● Task objective
Please copy everything from the line containing "If you could mark the riverbank" down to the end of the records below, keeping every line unchanged.

● Input
════════
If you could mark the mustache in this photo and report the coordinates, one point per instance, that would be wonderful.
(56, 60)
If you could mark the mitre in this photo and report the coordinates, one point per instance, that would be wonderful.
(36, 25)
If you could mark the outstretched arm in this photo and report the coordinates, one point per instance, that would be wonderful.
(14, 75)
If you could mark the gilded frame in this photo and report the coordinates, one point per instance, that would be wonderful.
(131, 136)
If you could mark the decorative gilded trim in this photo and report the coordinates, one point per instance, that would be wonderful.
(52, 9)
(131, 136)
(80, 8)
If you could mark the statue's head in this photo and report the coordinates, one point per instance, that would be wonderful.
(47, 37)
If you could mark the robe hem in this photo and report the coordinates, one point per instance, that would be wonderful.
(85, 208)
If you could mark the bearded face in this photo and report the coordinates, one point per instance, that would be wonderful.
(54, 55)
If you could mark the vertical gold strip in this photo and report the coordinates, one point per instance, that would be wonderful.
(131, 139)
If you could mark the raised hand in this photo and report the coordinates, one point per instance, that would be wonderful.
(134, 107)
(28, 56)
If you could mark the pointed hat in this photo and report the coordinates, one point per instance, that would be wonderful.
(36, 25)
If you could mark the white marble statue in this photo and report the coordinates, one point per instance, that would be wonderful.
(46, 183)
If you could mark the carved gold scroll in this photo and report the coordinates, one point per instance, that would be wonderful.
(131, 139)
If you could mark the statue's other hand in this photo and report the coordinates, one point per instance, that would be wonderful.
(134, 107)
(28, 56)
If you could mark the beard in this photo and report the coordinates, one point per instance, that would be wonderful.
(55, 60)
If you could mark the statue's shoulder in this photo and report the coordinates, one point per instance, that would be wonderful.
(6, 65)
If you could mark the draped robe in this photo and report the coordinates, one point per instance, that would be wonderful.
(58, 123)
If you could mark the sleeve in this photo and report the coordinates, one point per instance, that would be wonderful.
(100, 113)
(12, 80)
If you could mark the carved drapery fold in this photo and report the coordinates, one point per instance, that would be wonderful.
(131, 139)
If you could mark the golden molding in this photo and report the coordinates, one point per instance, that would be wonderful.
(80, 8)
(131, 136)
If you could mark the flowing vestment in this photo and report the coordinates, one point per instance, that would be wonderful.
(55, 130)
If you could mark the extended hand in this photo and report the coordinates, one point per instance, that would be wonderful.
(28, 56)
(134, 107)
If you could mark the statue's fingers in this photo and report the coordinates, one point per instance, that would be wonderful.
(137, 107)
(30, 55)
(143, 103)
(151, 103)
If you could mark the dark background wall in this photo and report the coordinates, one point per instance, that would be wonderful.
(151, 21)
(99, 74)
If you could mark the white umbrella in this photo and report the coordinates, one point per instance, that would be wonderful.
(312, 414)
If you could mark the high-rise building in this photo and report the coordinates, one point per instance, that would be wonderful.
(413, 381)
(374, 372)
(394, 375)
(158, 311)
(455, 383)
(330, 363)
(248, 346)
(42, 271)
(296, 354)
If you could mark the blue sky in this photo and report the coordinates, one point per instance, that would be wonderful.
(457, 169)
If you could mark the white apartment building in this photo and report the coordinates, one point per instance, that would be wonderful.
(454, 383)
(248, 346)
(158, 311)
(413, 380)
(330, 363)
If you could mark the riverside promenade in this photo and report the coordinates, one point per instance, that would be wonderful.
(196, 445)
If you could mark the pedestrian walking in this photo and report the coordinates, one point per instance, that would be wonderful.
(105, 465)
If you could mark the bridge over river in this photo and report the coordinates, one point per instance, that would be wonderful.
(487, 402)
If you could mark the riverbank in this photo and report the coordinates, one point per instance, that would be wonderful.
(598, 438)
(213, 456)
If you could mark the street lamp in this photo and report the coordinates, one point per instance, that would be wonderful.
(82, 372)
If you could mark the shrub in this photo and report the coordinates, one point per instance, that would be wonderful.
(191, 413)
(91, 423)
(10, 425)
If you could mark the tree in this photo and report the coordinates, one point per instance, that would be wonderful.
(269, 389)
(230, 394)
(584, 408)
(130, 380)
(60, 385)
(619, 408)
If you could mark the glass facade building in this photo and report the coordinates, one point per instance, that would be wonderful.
════════
● Result for this task
If you could mark the riverbank in this photo and report the coordinates, one point per instance, that would be wonderful.
(598, 438)
(213, 456)
If you could mark the street lamp in this photo and report the coordinates, one point per instance, that would be wonderful.
(82, 372)
If you could mark the shrub in this photo and report the coordinates, one point per instance, that would be wonderful.
(191, 413)
(91, 423)
(10, 425)
If you could mark the tree in this photo and report the coordinates, one point per instance, that would be wonderful.
(269, 389)
(230, 394)
(584, 408)
(130, 380)
(60, 385)
(619, 408)
If you could mark the glass facade building in this photo and report the coordinates, one point per instance, that would be wonderful.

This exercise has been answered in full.